EXTRAIT DU TEXTE:
<<<<
Le chômage au Maroc dans l’œil de l’intelligence stratégique, Par Dr Ghizlane SALAM

You are currently viewing Le chômage au Maroc dans l’œil de l’intelligence stratégique, Par Dr Ghizlane SALAM

[ACCI-CAVIE] Le taux de chômage au Maroc est un sujet de préoccupation majeur, avec des chiffres qui révèlent une situation alarmante. Selon le dernier rapport du haut-commissariat au plan, le taux de chômage grimpe à 13,7% au premier trimestre 2024, contre 12,9% au cours de la même période, l’année dernière, impactant principalement les jeunes et les femmes. Cette situation pose de nombreux défis pour le développement économique et social du pays que l’intelligence stratégique peut aider à décrypter.

En effet, l’évolution exponentielle des chômeurs au Maroc peut être expliquée par diverses raisons aussi bien économiques et sociales que juridiques et culturelles :

Croissance économique inadéquate : malgré les efforts pour stimuler l’économie, la croissance marocaine reste insuffisante pour créer un nombre significatif d’emplois. Les secteurs traditionnels tels que l’agriculture, bien qu’importants, ne génèrent pas assez de nouvelles opportunités. De plus, les industries émergentes comme les technologies de l’information et de la communication (TIC) et les énergies renouvelables n’ont pas encore atteint leur plein potentiel.

Education et formations inadaptées : il existe un décalage important entre les compétences enseignées dans les établissements d’enseignement et les besoins du marché du travail. Les programmes éducatifs sont souvent trop théoriques et ne préparent pas adéquatement les jeunes aux exigences professionnelles. Ce manque de formation pratique et d’orientation vers les métiers techniques et professionnels aggrave la situation.

Bureaucratie et environnement des affaires : la lourdeur administrative et la corruption représentent des obstacles majeurs pour les entreprises. Les processus complexes et les coûts élevés liés à la création et à la gestion d’entreprises dissuadent les investisseurs, tant locaux qu’étrangers, de créer de nouvelles opportunités d’emploi.
>>>>
TÂCHES À RÉALISER:
(a) Pouvez-vous résumer en deux phrases l'article sur le chômage au Maroc ?
(b) Pouvez-vous fournir la suite de l'article sur le chômage au Maroc, en reprenant juste après sa dernière phrase ?

INFORMATIONS FOURNIES:
<<<<
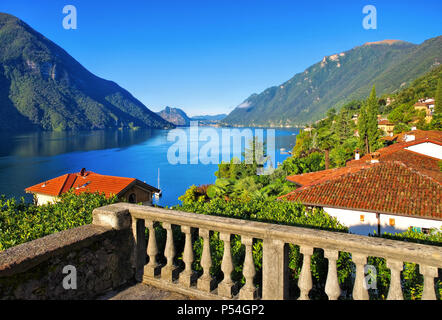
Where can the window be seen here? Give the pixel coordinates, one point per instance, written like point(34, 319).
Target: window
point(132, 198)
>>>>
RÉPONSES RÉDIGÉES:
(a) Selon le dernier rapport du haut-commissariat au plan, le taux de chômage au Maroc atteint 13,7 % au premier trimestre 2024, contre 12,9 % à la même période l'année précédente, et touche principalement les jeunes et les femmes. Cette hausse s'explique notamment par une croissance économique insuffisante pour créer des emplois, par un décalage entre les formations et les besoins du marché du travail, ainsi que par la lourdeur administrative et la corruption, qui dissuadent les investisseurs.

(b)
Secteur informel dominant : une grande partie de l’économie marocaine opère encore dans le secteur informel, où les emplois sont souvent précaires et non réglementés. Bien que ce secteur absorbe une partie de la main-d’œuvre, il ne contribue pas de manière significative à la réduction du chômage officiel et n’offre pas de protections sociales adéquates aux travailleurs.

 Face à ces données, plusieurs constats doivent être mis sous surveillance :

Chômage des jeunes : le taux de chômage des jeunes (15-24 ans) est particulièrement préoccupant. Cette situation crée un sentiment de frustration et de désespoir parmi la jeunesse, qui peine à trouver des opportunités d’emploi correspondant à leurs qualifications.

Inégalités de genre : point toujours en mode discussion puisque les statistiques sont très loin de la réalité. En effet, les femmes sont particulièrement touchées par le chômage, en grande partie en raison des normes socioculturelles restrictives et du manque de soutien pour équilibrer vie professionnelle et vie familiale. Le taux de participation des femmes au marché du travail reste l’un des plus bas de la région MENA (Moyen-Orient et Afrique du Nord).

Disparités régionales : le chômage varie considérablement selon les régions, avec les zones rurales étant souvent plus touchées que les zones urbaines. Les disparités régionales sont exacerbées par une inégale répartition des investissements et des infrastructures.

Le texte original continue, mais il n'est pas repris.